▶ [Prompt] Everything from the line with "x=646, y=221, one point per instance." through the end of the entries must be transcribed exactly; no other lines belong in the answer.

▶ [Records for this exercise]
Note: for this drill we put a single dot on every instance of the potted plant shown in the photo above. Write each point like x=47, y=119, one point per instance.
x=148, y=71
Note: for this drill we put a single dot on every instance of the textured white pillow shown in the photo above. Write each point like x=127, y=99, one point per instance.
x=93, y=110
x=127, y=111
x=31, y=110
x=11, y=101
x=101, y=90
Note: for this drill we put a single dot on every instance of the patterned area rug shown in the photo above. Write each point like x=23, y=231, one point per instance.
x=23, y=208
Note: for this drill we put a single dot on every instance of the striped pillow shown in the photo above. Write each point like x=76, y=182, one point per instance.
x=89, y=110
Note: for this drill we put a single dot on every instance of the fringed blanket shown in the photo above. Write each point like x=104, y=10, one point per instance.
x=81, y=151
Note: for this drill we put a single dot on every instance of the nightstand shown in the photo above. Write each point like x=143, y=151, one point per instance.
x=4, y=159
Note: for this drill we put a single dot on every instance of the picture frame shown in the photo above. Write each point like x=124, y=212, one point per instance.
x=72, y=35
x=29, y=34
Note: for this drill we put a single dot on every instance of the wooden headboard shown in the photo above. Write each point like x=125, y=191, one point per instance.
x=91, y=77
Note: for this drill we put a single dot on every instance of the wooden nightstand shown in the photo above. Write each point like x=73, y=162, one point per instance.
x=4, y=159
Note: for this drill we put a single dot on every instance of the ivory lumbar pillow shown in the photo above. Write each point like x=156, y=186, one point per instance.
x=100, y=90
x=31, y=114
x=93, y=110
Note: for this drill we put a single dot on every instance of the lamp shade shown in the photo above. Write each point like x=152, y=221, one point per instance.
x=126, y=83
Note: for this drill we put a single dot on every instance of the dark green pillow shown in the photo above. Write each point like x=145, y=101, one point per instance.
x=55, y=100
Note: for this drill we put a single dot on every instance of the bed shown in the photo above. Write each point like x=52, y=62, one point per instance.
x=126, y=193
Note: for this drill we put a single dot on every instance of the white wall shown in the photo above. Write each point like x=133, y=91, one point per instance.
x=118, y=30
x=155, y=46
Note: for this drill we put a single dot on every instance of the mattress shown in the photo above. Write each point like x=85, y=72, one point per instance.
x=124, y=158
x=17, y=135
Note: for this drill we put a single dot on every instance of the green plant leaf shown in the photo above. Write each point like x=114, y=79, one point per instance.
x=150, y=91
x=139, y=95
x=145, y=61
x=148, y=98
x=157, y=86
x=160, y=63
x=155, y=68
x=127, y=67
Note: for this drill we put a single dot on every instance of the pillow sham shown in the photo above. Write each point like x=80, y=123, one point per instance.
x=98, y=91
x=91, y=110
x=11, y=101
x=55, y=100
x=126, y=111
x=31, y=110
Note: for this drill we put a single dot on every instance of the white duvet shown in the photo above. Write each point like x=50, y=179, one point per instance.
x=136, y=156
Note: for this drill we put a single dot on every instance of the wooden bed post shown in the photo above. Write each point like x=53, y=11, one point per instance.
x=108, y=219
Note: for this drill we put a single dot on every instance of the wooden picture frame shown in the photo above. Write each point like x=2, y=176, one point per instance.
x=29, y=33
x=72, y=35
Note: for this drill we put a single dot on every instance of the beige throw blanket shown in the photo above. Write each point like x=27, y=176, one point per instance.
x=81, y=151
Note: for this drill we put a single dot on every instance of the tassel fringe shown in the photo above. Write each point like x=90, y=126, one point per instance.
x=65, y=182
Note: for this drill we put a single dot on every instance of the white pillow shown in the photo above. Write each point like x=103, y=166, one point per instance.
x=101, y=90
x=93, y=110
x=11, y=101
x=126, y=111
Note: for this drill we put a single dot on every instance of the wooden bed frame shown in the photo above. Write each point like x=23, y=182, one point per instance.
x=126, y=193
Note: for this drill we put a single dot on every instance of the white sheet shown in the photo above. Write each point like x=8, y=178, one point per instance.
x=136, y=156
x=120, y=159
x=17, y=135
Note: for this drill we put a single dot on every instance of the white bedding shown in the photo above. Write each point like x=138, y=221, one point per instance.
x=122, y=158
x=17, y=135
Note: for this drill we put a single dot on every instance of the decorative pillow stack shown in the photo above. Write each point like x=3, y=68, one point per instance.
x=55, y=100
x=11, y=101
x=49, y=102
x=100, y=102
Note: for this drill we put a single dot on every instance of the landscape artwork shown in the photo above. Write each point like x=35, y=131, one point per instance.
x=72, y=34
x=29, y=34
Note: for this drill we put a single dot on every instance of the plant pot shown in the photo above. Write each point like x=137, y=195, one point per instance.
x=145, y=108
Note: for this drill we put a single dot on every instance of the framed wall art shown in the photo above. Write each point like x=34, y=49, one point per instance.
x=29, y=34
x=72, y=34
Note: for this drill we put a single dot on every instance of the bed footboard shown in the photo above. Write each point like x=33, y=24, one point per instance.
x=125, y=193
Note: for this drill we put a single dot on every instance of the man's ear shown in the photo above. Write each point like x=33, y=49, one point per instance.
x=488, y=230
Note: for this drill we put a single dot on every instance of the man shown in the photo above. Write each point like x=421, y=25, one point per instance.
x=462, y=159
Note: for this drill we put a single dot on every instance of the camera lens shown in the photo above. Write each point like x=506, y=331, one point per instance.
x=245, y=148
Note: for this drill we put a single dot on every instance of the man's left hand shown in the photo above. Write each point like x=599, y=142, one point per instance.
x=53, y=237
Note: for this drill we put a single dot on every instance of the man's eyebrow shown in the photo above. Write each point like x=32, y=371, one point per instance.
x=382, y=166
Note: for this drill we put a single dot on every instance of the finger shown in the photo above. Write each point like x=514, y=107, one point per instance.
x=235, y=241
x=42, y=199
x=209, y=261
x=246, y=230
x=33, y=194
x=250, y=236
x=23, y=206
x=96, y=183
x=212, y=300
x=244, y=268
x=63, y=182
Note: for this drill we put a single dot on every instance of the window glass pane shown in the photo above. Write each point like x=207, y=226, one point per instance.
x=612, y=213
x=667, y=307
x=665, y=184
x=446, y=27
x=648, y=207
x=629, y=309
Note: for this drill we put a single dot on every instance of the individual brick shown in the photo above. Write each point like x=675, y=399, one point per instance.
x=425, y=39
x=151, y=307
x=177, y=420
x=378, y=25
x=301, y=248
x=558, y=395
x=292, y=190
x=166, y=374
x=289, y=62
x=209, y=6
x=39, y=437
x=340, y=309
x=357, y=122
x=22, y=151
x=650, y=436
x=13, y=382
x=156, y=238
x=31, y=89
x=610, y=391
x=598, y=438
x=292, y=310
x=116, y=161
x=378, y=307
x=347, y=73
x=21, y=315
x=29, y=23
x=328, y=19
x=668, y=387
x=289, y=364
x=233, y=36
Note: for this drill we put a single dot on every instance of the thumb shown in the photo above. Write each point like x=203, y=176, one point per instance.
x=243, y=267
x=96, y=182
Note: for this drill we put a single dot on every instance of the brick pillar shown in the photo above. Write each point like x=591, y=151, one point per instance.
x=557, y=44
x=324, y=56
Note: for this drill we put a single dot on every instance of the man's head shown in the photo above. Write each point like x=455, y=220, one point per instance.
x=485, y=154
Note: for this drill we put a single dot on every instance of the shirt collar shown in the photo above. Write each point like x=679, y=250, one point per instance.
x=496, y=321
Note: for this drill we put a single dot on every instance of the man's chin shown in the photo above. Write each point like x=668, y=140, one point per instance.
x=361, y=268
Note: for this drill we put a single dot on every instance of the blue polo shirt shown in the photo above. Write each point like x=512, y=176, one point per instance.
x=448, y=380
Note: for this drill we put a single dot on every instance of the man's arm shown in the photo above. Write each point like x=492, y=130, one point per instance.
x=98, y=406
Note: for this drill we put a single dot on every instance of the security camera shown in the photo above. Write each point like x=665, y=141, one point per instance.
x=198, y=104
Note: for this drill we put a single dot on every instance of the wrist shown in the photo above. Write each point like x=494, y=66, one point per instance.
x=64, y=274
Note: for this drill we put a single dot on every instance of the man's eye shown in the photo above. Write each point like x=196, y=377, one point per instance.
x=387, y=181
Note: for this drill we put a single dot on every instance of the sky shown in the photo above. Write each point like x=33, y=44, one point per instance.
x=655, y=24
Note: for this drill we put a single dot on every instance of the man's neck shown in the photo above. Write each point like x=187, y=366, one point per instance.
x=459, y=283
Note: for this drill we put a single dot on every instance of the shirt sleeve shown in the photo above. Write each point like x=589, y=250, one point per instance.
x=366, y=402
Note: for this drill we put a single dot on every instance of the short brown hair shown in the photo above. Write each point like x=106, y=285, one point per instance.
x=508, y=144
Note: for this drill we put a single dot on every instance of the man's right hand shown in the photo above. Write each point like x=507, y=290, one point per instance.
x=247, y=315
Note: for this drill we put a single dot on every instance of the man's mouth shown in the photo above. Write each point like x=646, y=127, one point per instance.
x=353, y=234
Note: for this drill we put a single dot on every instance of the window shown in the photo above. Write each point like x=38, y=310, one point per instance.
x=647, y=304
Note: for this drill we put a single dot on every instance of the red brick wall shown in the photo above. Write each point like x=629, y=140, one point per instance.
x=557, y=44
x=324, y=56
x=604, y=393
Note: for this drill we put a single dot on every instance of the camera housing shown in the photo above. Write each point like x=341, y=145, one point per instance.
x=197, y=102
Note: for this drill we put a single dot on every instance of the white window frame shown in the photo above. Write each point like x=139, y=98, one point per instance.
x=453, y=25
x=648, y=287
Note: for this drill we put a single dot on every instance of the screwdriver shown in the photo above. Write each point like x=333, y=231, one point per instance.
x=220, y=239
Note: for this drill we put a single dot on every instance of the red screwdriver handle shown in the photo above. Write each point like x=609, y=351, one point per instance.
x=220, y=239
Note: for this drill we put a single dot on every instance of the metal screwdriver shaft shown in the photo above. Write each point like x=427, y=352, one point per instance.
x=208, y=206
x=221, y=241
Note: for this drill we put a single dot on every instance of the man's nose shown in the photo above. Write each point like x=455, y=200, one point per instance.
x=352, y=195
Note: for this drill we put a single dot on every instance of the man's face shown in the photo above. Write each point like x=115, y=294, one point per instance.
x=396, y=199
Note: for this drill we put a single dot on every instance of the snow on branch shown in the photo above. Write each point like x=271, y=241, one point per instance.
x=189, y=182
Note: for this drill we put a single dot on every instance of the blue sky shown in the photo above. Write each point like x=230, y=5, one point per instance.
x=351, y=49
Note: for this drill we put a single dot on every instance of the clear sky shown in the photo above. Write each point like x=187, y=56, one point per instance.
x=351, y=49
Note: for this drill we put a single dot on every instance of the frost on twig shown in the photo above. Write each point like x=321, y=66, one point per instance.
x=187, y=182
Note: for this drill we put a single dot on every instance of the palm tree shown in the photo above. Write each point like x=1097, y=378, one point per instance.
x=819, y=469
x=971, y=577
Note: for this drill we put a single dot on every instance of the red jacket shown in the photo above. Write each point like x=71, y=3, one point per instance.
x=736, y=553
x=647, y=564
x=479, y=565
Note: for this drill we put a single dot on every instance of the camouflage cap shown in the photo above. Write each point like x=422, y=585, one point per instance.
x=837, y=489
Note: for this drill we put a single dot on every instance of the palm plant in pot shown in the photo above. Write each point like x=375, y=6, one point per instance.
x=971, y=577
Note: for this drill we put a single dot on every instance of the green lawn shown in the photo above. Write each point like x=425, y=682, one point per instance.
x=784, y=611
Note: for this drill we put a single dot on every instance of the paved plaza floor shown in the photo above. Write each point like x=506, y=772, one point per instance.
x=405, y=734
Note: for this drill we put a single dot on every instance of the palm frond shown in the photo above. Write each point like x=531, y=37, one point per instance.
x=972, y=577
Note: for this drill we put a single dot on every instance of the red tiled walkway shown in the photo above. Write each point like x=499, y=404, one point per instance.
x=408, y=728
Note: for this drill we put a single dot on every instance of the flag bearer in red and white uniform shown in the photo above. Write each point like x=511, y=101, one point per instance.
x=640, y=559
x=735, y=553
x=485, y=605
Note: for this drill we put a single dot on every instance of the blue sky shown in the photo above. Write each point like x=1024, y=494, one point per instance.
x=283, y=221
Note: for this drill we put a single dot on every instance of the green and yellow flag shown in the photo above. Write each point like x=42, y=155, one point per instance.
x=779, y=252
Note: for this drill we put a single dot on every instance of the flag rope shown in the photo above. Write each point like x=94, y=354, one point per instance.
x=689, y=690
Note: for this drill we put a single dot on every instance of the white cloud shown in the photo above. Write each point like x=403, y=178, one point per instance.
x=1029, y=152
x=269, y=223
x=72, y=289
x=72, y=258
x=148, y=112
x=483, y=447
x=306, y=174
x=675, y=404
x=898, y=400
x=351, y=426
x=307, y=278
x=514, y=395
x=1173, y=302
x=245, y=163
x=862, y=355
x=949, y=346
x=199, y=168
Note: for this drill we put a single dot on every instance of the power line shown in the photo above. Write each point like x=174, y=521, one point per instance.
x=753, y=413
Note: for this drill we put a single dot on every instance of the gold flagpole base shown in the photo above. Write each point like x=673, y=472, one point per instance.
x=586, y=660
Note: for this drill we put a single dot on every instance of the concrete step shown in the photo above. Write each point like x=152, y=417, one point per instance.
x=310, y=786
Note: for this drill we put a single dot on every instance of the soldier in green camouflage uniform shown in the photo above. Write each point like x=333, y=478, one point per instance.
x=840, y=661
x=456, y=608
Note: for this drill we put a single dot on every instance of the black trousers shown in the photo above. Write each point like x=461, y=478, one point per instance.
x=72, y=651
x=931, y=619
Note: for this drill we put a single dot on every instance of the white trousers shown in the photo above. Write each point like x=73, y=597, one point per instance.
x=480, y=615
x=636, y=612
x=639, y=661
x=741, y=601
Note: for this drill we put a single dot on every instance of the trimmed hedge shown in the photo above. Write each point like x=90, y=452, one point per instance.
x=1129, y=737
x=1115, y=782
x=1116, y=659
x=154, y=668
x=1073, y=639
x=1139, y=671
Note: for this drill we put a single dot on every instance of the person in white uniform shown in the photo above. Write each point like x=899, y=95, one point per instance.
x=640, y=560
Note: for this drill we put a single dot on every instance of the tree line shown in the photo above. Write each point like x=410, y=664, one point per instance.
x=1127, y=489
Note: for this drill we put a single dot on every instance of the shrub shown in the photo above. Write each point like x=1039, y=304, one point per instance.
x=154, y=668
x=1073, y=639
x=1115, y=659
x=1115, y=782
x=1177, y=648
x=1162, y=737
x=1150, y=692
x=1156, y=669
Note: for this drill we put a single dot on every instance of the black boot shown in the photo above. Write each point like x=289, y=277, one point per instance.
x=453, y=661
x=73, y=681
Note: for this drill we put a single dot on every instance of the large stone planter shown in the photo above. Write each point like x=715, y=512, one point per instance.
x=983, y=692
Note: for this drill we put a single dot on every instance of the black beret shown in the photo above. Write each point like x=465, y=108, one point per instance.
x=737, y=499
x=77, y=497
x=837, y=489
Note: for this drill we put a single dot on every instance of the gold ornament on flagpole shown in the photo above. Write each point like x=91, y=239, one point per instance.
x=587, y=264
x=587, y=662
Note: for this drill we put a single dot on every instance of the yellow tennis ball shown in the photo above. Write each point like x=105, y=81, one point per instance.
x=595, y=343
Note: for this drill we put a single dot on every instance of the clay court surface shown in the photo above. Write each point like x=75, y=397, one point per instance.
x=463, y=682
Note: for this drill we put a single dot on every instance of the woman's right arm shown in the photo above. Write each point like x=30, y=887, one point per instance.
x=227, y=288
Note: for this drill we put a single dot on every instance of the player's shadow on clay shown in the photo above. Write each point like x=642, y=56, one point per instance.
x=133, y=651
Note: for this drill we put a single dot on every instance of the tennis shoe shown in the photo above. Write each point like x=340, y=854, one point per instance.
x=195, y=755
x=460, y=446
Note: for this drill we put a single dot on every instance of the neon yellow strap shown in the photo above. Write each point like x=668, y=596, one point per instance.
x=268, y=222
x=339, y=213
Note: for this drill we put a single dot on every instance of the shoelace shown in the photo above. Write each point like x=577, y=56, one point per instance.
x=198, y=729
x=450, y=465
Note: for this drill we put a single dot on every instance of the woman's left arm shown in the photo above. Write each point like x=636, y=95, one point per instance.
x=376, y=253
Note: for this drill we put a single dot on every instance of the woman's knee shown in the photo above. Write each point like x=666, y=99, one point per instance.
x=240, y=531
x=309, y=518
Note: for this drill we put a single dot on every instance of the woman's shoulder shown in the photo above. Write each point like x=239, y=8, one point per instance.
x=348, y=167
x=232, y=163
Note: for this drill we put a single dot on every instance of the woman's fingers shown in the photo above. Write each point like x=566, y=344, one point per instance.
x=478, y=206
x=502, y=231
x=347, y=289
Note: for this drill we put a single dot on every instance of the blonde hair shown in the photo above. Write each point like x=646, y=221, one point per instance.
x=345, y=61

▶ [Response for this exercise]
Note: for this drill we put a single dot on every instance of the blonde hair shown in the photo above. Write each point like x=646, y=221, one point per instance.
x=345, y=61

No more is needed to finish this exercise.